### Objective:
Copy out every line in the rows below that contains the string "forehead". Uppercase and lowercase letters must match.

### Information supplied:
^^^^
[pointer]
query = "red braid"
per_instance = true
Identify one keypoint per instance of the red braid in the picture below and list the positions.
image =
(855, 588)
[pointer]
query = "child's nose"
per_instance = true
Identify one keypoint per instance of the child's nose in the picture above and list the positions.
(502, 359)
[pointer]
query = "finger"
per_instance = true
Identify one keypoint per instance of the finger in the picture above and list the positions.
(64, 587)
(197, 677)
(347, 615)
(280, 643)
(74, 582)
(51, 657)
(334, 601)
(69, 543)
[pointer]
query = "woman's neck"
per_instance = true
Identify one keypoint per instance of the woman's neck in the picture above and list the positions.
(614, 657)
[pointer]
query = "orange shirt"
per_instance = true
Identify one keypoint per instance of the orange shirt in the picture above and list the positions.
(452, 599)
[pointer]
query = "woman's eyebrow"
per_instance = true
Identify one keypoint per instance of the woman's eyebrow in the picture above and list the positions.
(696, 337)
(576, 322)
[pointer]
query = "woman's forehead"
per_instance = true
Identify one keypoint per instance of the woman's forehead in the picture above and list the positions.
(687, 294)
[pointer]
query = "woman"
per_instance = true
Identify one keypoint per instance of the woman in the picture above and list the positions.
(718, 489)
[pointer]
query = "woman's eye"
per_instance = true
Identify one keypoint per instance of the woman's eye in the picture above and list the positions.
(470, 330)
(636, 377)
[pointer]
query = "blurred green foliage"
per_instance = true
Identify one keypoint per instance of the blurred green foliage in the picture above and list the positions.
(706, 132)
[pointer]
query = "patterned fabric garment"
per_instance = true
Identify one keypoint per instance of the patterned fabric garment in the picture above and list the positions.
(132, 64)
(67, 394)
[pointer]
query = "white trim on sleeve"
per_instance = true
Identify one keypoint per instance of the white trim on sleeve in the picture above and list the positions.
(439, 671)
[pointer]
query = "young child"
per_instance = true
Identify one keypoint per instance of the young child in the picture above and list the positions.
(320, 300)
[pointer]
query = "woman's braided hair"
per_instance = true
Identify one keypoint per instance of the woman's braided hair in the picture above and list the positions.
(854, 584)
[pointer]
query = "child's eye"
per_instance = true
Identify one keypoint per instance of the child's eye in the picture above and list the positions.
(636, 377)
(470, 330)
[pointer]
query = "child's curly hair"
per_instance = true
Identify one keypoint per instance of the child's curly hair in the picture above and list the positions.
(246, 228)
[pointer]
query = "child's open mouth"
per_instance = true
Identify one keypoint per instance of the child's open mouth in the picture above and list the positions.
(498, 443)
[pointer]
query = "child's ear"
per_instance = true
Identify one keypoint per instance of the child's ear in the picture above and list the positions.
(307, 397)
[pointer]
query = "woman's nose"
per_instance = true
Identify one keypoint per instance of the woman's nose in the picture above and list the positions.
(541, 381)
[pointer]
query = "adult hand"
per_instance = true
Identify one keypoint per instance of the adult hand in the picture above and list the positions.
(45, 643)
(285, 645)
^^^^
### Solution to the exercise:
query = "woman's forehead"
Identify one keypoint per instance of the woman's forehead in the picture above and list the positions.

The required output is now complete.